Exercise directions: Swap "Trace" for "Draw" throughout the lines below and write them out again with everything else unchanged, leaving out the pictures.

[Records from a dataset]
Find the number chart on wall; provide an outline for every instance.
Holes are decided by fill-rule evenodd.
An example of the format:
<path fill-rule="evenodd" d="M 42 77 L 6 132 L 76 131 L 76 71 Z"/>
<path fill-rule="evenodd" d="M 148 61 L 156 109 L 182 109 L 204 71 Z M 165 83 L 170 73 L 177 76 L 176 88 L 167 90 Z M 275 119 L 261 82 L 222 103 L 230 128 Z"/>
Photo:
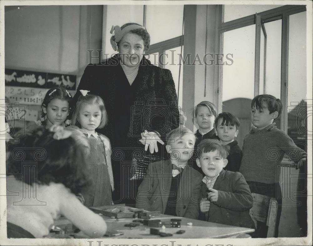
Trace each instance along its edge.
<path fill-rule="evenodd" d="M 22 111 L 25 117 L 21 118 L 17 114 L 18 117 L 14 117 L 17 119 L 38 119 L 40 106 L 49 89 L 62 85 L 72 96 L 75 93 L 76 75 L 9 69 L 6 69 L 5 73 L 5 96 L 10 104 L 26 106 Z"/>

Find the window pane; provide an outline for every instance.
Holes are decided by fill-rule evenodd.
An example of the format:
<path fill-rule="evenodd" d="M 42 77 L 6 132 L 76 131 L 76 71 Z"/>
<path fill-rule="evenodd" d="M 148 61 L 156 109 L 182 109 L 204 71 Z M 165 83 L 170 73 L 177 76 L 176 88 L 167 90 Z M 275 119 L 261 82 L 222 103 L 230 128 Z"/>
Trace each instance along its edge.
<path fill-rule="evenodd" d="M 106 40 L 105 47 L 103 52 L 109 54 L 117 53 L 112 48 L 110 43 L 112 35 L 110 33 L 112 26 L 120 27 L 129 22 L 134 22 L 143 25 L 143 5 L 108 5 L 106 13 L 106 22 L 105 29 Z"/>
<path fill-rule="evenodd" d="M 224 5 L 224 22 L 248 16 L 256 13 L 275 8 L 282 5 Z"/>
<path fill-rule="evenodd" d="M 233 62 L 223 66 L 223 111 L 236 115 L 240 122 L 237 140 L 241 147 L 245 135 L 251 127 L 251 101 L 254 96 L 255 25 L 224 33 L 224 61 L 233 54 Z"/>
<path fill-rule="evenodd" d="M 264 26 L 267 35 L 265 92 L 280 99 L 281 20 L 265 23 Z"/>
<path fill-rule="evenodd" d="M 255 35 L 255 25 L 224 33 L 223 53 L 232 54 L 233 63 L 223 66 L 223 102 L 237 98 L 253 98 Z"/>
<path fill-rule="evenodd" d="M 305 135 L 308 120 L 304 115 L 306 105 L 303 101 L 307 91 L 306 13 L 302 12 L 289 18 L 287 113 L 288 133 L 291 135 Z"/>
<path fill-rule="evenodd" d="M 150 44 L 181 36 L 183 12 L 183 5 L 147 5 L 146 27 Z"/>
<path fill-rule="evenodd" d="M 260 44 L 260 77 L 259 81 L 259 95 L 264 94 L 264 45 L 265 37 L 262 28 L 261 30 L 261 40 Z"/>
<path fill-rule="evenodd" d="M 175 83 L 176 94 L 178 97 L 178 105 L 181 107 L 182 106 L 182 63 L 180 66 L 180 76 L 179 76 L 179 62 L 180 60 L 180 54 L 183 53 L 183 47 L 182 52 L 181 51 L 181 47 L 167 50 L 165 51 L 164 57 L 164 68 L 169 69 L 172 73 L 173 79 Z M 182 55 L 182 56 L 183 57 Z M 179 79 L 179 92 L 178 91 L 178 79 Z"/>
<path fill-rule="evenodd" d="M 154 53 L 149 54 L 150 57 L 149 60 L 151 63 L 155 66 L 159 66 L 159 53 Z"/>

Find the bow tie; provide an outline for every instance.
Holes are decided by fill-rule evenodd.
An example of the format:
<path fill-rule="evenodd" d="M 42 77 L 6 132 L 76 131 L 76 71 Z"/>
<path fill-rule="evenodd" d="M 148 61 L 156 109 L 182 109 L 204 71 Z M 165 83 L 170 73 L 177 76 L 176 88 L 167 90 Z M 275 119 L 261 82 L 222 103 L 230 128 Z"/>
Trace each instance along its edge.
<path fill-rule="evenodd" d="M 181 173 L 182 170 L 184 170 L 184 168 L 181 167 L 177 167 L 177 166 L 172 163 L 172 168 L 173 170 L 178 170 L 178 173 Z"/>

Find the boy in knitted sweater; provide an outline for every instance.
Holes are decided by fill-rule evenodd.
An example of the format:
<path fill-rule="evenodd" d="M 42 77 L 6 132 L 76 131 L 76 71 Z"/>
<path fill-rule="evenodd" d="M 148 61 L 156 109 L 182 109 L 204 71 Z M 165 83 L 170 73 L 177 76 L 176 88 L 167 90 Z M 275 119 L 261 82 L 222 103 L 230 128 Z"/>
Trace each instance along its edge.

Answer in full:
Find the number chart on wall; provide an outline for every instance.
Holes are decided by fill-rule evenodd.
An example of the format:
<path fill-rule="evenodd" d="M 42 77 L 6 132 L 76 131 L 76 71 Z"/>
<path fill-rule="evenodd" d="M 148 61 L 156 109 L 182 109 L 204 71 Z M 165 83 L 170 73 L 177 76 L 176 88 L 167 90 Z M 275 119 L 261 82 L 222 103 L 230 128 Z"/>
Photo:
Draw each instance along its edge.
<path fill-rule="evenodd" d="M 22 111 L 25 117 L 21 118 L 17 114 L 18 117 L 14 117 L 17 119 L 38 119 L 40 106 L 49 89 L 62 85 L 72 96 L 75 93 L 76 75 L 9 69 L 6 69 L 5 73 L 5 96 L 10 104 L 26 106 Z"/>

Find the window pane; provide an outline for every instance.
Holes are decided by fill-rule evenodd.
An example of the format:
<path fill-rule="evenodd" d="M 42 77 L 6 132 L 76 131 L 76 71 Z"/>
<path fill-rule="evenodd" d="M 148 61 L 156 109 L 182 109 L 204 71 Z M 165 83 L 170 73 L 177 76 L 176 88 L 167 90 Z M 275 119 L 261 82 L 222 103 L 230 128 Z"/>
Draw each instance along its edge.
<path fill-rule="evenodd" d="M 106 40 L 105 47 L 103 52 L 109 54 L 117 53 L 112 48 L 110 43 L 112 35 L 110 33 L 112 26 L 120 27 L 129 22 L 134 22 L 143 25 L 143 5 L 108 5 L 106 13 L 106 22 L 105 29 Z"/>
<path fill-rule="evenodd" d="M 224 5 L 224 22 L 248 16 L 256 13 L 275 8 L 282 5 Z"/>
<path fill-rule="evenodd" d="M 233 62 L 223 66 L 223 111 L 236 115 L 240 122 L 237 140 L 241 147 L 245 135 L 251 127 L 251 101 L 254 96 L 255 25 L 224 33 L 224 61 L 233 54 Z"/>
<path fill-rule="evenodd" d="M 264 26 L 267 35 L 265 92 L 280 99 L 281 20 L 265 23 Z"/>
<path fill-rule="evenodd" d="M 255 35 L 255 25 L 224 33 L 223 53 L 232 54 L 233 63 L 223 66 L 223 102 L 237 98 L 253 98 Z"/>
<path fill-rule="evenodd" d="M 305 135 L 308 120 L 304 115 L 306 105 L 303 101 L 307 91 L 306 13 L 302 12 L 289 18 L 287 113 L 288 133 L 291 135 Z"/>
<path fill-rule="evenodd" d="M 150 44 L 181 36 L 183 12 L 183 5 L 147 5 L 146 27 Z"/>
<path fill-rule="evenodd" d="M 260 44 L 260 77 L 259 81 L 259 95 L 264 94 L 264 45 L 265 37 L 262 28 L 261 30 L 261 40 Z"/>
<path fill-rule="evenodd" d="M 175 83 L 176 94 L 178 97 L 178 105 L 181 107 L 182 106 L 182 63 L 180 66 L 180 76 L 179 76 L 179 62 L 180 60 L 180 54 L 183 53 L 183 47 L 182 52 L 181 51 L 181 47 L 167 50 L 165 51 L 164 57 L 164 68 L 169 69 L 172 73 L 173 79 Z M 182 55 L 182 56 L 183 57 Z M 179 79 L 179 92 L 178 91 L 178 79 Z"/>
<path fill-rule="evenodd" d="M 154 53 L 149 54 L 150 57 L 149 60 L 151 63 L 155 66 L 159 66 L 159 53 Z"/>

Find the bow tie; provide an outline for every instance.
Holes are decided by fill-rule evenodd.
An example of the format:
<path fill-rule="evenodd" d="M 42 77 L 6 132 L 76 131 L 76 71 Z"/>
<path fill-rule="evenodd" d="M 148 61 L 156 109 L 182 109 L 204 71 Z M 165 83 L 170 73 L 177 76 L 176 88 L 167 90 Z M 275 119 L 261 82 L 222 103 L 230 128 Z"/>
Draw each instance along its edge.
<path fill-rule="evenodd" d="M 181 173 L 182 170 L 184 170 L 184 168 L 181 167 L 177 167 L 177 166 L 172 163 L 172 168 L 173 170 L 178 170 L 178 173 Z"/>

Find the boy in knitted sweater; provide an outline for every instance.
Holes are decided by fill-rule evenodd.
An example of the format:
<path fill-rule="evenodd" d="M 42 77 L 6 132 L 76 131 L 76 71 Z"/>
<path fill-rule="evenodd" d="M 148 61 L 156 109 L 182 109 L 204 71 Z M 165 83 L 170 73 L 177 76 L 176 88 L 167 90 Z M 275 119 L 261 82 L 222 103 L 230 128 Z"/>
Draw each instance along its edge.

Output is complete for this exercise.